— EXTRACT —
########################################

But this begins to steer us towards a very different sort of discourse about attention, which on the face of it seems to have little or nothing to do with what we have been considering so far. Since the publication of Simone Weil's essays and notebooks (Waiting on God in 1951 and two volumes of Notebooks in 1956), her concept of “attention” has been repeatedly revisited and elaborated. It is one of the focal themes of her writing: attente is defined as that quality of awareness of what is other (the other person, the object, the grammatical rules of a language, or the procedures of mathematics) that necessarily “suspends” the self‐preoccupation of the ego so as to allow the independent reality of the other to be fully received into the subject. She will write of this in terms of “decreation”, the necessary sacrifice of the self in the process of learning, and she argues that educational and scientific work so understood is an intrinsically spiritual activity, in that it creates a space between subject and object in which the compulsive violence and acquisitiveness towards the other that characterizes the habitual life of the ego is negated. As Nigel Tubbs puts it in his Philosophy of the Teacher (2005), the implication is that education is not solely about the truths associated with the content of the teaching process but about the truth “in the relationship that the student has to the content” (127).
One of the paradoxes of Weil's moral and spiritual analysis of attention is that it requires the consciousness to be aware that its own self‐consciousness is one of its most serious problems. The self's awareness of its own needs or desires can reduce the object to the dimensions of what the subject is looking for, and no more; and the self's awareness of its “performance” in relating to or negotiating with its environment becomes an object in itself, which impedes or distorts the capacity of the informing energy of the other to affect the subject. Radical attente is both the recognition of the ambiguity of self‐awareness and the discipline of exposure to structures that have to be received in their otherness for them to be truthfully engaged. Because the learning of a language—to take one of Weil's favorite examples—involves the sheer labor of internalizing rules we have not chosen, it serves as a paradigm for undertaking labor that does not immediately produce gratification. We acknowledge the risks in the centripetal force of the ego's customary habits, and we also register (as Merleau‐Ponty would insist, it is worth noting that he, like Weil, had been influenced by the epistemology of Alain [Emile Chartier], though he has criticisms of its details) the necessity of seeing how we have in fact learned, how the consciousness has been modified. Hence a voluntary engagement with disciplined study becomes a tool for detaching the conscious self from its own initial concerns and priorities: the good student is one who does not measure what is studied by its congruence with their own supposed needs or interests, and equally one who does not constantly observe themselves studying.

########################################

— EXERCISE TASK 1 —
In the passage on Simone Weil's idea of attention, what word does Weil use for the necessary sacrifice of the self in learning?
— EXERCISE TASK 2 —
Name each thing the passage on Simone Weil's idea of attention gives in parentheses as an example of "what is other."
— EXERCISE TASK 3 —
Carry the passage on Simone Weil's idea of attention forward from its final sentence.

Dataset records:

########################################

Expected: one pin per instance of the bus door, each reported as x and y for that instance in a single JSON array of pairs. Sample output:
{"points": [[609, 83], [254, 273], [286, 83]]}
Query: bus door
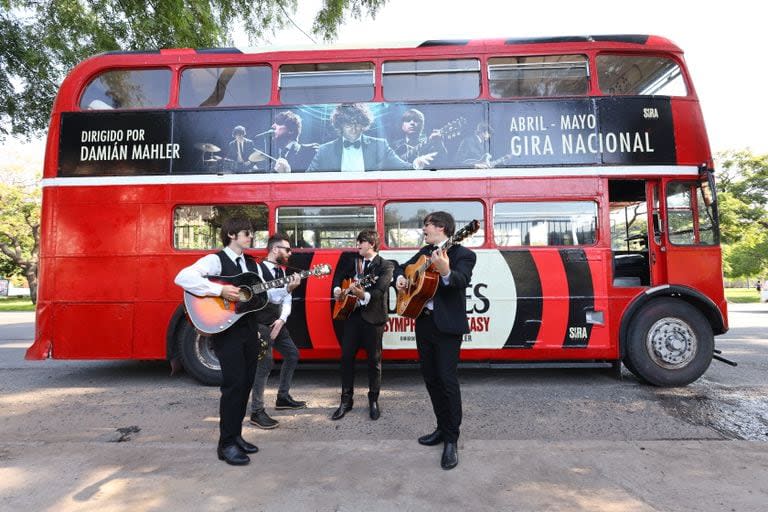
{"points": [[636, 238], [691, 252]]}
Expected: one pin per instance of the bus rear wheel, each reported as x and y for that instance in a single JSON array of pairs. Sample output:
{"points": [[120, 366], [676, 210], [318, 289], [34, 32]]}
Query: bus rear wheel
{"points": [[670, 343], [198, 357]]}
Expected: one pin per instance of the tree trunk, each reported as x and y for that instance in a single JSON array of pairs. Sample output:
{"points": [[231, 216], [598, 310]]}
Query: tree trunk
{"points": [[32, 281]]}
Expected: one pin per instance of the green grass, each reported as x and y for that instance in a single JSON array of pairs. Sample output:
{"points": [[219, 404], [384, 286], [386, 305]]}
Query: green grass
{"points": [[16, 304], [742, 295]]}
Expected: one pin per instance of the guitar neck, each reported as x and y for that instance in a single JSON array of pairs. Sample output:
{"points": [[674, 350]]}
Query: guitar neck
{"points": [[279, 282]]}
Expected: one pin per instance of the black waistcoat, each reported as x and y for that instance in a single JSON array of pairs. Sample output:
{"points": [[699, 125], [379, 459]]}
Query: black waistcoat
{"points": [[228, 268]]}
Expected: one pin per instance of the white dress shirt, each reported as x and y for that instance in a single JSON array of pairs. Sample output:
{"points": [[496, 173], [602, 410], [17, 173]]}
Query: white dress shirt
{"points": [[352, 158]]}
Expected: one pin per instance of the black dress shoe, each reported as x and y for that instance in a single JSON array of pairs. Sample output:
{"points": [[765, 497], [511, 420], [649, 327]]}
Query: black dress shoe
{"points": [[373, 405], [286, 402], [450, 456], [246, 446], [343, 409], [232, 454], [432, 439], [261, 419], [375, 412]]}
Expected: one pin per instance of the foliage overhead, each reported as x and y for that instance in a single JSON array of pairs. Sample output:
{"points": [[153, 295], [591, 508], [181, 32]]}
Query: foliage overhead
{"points": [[43, 39], [743, 210], [20, 232]]}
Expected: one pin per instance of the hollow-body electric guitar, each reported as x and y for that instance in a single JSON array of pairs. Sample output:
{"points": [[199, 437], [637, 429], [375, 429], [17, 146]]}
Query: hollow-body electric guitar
{"points": [[345, 304]]}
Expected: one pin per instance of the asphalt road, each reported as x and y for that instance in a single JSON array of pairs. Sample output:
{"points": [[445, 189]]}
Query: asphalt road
{"points": [[124, 435]]}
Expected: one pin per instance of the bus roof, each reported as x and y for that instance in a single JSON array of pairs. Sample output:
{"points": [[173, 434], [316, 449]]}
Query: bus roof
{"points": [[499, 44]]}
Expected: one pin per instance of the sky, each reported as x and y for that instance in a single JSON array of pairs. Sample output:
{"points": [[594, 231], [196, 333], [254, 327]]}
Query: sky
{"points": [[723, 45]]}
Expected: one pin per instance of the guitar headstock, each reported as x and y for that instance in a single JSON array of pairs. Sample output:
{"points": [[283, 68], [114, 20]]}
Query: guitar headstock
{"points": [[320, 270], [454, 128], [468, 230], [368, 280]]}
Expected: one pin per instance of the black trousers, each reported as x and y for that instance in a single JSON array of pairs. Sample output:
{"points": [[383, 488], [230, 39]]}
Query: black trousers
{"points": [[439, 359], [360, 334], [238, 351]]}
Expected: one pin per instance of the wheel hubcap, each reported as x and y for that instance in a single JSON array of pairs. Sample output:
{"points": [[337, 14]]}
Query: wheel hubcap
{"points": [[671, 343], [205, 354]]}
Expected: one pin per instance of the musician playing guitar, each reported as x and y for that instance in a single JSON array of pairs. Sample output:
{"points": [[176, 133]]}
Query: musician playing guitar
{"points": [[440, 328], [414, 143], [238, 347], [364, 328]]}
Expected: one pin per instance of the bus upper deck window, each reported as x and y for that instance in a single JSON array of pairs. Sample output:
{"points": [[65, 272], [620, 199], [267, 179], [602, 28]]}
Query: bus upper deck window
{"points": [[326, 83], [640, 76], [431, 79], [131, 88], [225, 86], [538, 76]]}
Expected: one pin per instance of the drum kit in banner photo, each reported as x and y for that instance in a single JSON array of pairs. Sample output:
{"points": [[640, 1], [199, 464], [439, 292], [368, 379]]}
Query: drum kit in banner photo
{"points": [[214, 163]]}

########################################

— WRITTEN ANSWER 1 —
Decreation.

— WRITTEN ANSWER 2 —
The other person, the object, the grammatical rules of a language, and the procedures of mathematics.

— WRITTEN ANSWER 3 —
The register of this discussion is of course very different from the philosophical and methodological concerns with which we began, but there is a point of contact in the rejection, shared by both approaches, of the model of conscious attention as a “searchlight” of individual mental activity directed at a selected set of discrete phenomena. The attention discussed by Merleau‐Ponty and others is receptive to an active other so that the active subject may become more adequately attuned to the object's agency, while also acting upon the field of that object's possibilities, so as to give it consistent and intelligible presence in the consciousness. The intrusion of a precritical set of projections or expectations on the part of the perceiving subject will get in the way of a truthful, sustainable strategy of response to the incoming information; and the outcome of the encounter is the modification of the subject's field of operation and awareness. We have to turn our backs on the idea that there is a fixed self‐appropriating functionally useful information about a set of fixed phenomena, and consider the model of a constant flow backwards and forwards of information leading to adjustment and modification on both sides. For Weil and those how have followed her, the decentring of the ego and its portrait of its needs and agenda is the fundamental principle of any action that can be considered moral or spiritual. The modification of the consciousness in attentive observation and the knowledge that emerges from it is inseparable—whether the connection is acknowledged or not—from the relativizing of the ‘I’ that is necessary if ethical action is to be possible.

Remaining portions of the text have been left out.